◆ Set of tasks ◆
• A. Translate this sentence from the article on water-sector cybersecurity into Spanish: "The Cybersecurity Framework has been developed by NIST, and consists of standards, guidelines and best practices to promote the protection of critical infrastructure."
• B. Answer these questions from the article on water-sector cybersecurity:
(i) Approximately how many public water systems does the sector comprise?
(ii) What is the name of the director at the EPA's Office of Ground Water and Drinking Water?
(iii) How many main objectives does the CIPAC Water Sector Cybersecurity Strategy Workgroup have?

◆ Selected excerpt ◆

+ + +

EPA Lays Out Public-Private Partnership Plan to Secure Water Supply and Treatment Sector

Water supply and treatment systems make for a large attack surface for cyber-terrorists
Water supply and treatment systems make for a large attack surface for cyber-terrorists

As the recent e. Coli scare in Portland, Ore., indicates, access to clean drinking water is a basic necessity for avoiding disease and allowing society to function unhindered by the need to, say, boil one’s bathwater for at least one minute every evening. The US Environmental Protection Agency (EPA) is now striving to implement the Cybersecurity Framework as part of a public-private effort to lock down the systems in the water and wastewater systems sector.

The stakes are of course massive: the sector comprises approximately 155,000 public water systems that serve drinking water to more than 300 million people, and approximately 16,500 publicly owned treatment works that treat wastewater from more than 227 million people and certain industrial facilities. The EPA is tasked with ensuring these works provide drinking water that meets all applicable state and federal regulations in sufficient quantity to serve all customers with an uninterrupted supply and at sufficient pressures and flows for fire suppression; and with making sure that wastewater is transported to a facility where it is treated to meet all local, state and federal standards prior to discharge to the environment.

For decades, water and wastewater facilities have used industrial control systems and electronic networks to varying degrees to monitor and control surface-water intakes, groundwater wells, sewage collection, water and sewage treatment, distribution systems, effluent discharge and other processes. That in turn makes for a large attack surface for cyber-terrorists.

Bad actors could disrupt the water supply in many ways, including chemical overdosing or under-dosing, disabling water distribution, discharging untreated sewage and blocking or sending false data to operators. On a large scale, the effects could be worrying to the public health. And yet, much critical infrastructure runs on SCADA and industrial control systems that are aging and out-of-date, and rife with vulnerabilities.

To address the issue as per President Obama’s Executive Order in February 2013, the EPA has opted against further regulation and instead has recommended a voluntary partnership model, including implementation of the Cybersecurity Framework.

The Cybersecurity Framework has been developed by NIST, and consists of standards, guidelines and best practices to promote the protection of critical infrastructure. The effort aims to outline a prioritized, flexible, repeatable and cost-effective approach to help owners and operators of critical infrastructure manage cybersecurity-related risk while protecting business confidentiality, individual privacy and civil liberties.

“The National Infrastructure Protection Plan promotes partnerships as a key mechanism for critical infrastructure risk management, including Sector Coordinating Councils and Government Coordinating Councils,” said Peter Grevatt, director at the EPA’s Office of Ground Water and Drinking Water, in a letter to the White House. “Recognizing the potential for a cyber-attack to disrupt critical functions at water and wastewater facilities, the Water Sector Coordinating Council, Water Government Coordinating Council and sector partners have taken important steps to reduce cybersecurity risks.”

The latest of these steps is a move to convene the CIPAC Water Sector Cybersecurity Strategy Workgroup to develop a strategy to promote and facilitate use of the Cybersecurity Framework. The workgroup has three main objectives: to recommend approaches to outreach and training that will promote use of the Cybersecurity Framework by all segments of the water and wastewater systems sector; to assess gaps, if any, in available guidance, tools and resources for application of the Cybersecurity Framework; and to identify measures of success that can be tracked and reported by federal agencies to indicate the extent of use of the Cybersecurity Framework in the sector.

+ + +

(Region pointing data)
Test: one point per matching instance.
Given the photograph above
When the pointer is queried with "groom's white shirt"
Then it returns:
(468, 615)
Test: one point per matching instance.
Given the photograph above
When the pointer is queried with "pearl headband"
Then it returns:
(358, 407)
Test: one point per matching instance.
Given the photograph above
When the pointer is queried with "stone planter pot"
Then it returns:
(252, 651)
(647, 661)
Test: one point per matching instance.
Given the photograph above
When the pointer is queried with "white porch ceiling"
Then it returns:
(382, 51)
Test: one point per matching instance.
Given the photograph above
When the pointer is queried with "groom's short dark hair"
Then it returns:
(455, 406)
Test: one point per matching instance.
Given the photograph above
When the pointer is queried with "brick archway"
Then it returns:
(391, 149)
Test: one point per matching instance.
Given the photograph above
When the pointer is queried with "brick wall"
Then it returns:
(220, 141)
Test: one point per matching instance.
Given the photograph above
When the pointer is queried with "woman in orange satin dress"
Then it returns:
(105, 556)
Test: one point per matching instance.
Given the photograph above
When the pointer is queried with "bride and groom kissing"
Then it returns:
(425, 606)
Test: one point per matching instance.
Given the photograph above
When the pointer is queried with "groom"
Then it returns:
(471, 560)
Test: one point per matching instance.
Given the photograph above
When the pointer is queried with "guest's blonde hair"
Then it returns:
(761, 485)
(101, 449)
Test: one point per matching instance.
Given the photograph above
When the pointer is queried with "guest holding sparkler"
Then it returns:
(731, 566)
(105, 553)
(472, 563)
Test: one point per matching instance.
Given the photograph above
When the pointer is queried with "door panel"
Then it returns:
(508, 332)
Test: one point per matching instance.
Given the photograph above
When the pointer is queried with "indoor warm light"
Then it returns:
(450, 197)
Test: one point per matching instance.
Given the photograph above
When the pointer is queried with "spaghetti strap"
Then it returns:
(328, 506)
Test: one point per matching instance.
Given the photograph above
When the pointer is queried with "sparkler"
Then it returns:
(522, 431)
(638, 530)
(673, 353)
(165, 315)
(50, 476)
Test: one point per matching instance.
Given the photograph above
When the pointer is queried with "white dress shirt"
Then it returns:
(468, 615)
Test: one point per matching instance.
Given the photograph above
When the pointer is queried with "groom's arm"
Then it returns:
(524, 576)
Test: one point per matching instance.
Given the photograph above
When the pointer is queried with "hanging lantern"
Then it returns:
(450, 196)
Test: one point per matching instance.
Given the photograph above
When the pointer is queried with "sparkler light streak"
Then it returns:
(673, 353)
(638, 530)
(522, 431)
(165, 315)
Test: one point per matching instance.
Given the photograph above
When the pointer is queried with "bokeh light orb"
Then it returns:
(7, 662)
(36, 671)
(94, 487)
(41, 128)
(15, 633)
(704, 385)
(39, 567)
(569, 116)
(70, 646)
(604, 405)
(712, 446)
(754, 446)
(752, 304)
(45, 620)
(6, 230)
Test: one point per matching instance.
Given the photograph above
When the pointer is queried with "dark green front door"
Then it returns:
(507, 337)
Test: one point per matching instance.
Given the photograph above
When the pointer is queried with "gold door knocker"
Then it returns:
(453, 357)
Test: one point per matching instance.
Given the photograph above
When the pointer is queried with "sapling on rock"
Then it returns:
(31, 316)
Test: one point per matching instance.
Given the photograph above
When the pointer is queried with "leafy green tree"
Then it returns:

+ + +

◆ Results for each task ◆
• A. El Marco de Ciberseguridad ha sido desarrollado por el NIST y consta de normas, directrices y mejores prácticas para promover la protección de la infraestructura crítica.

• B.
(i) Approximately 155,000
(ii) Peter Grevatt
(iii) Three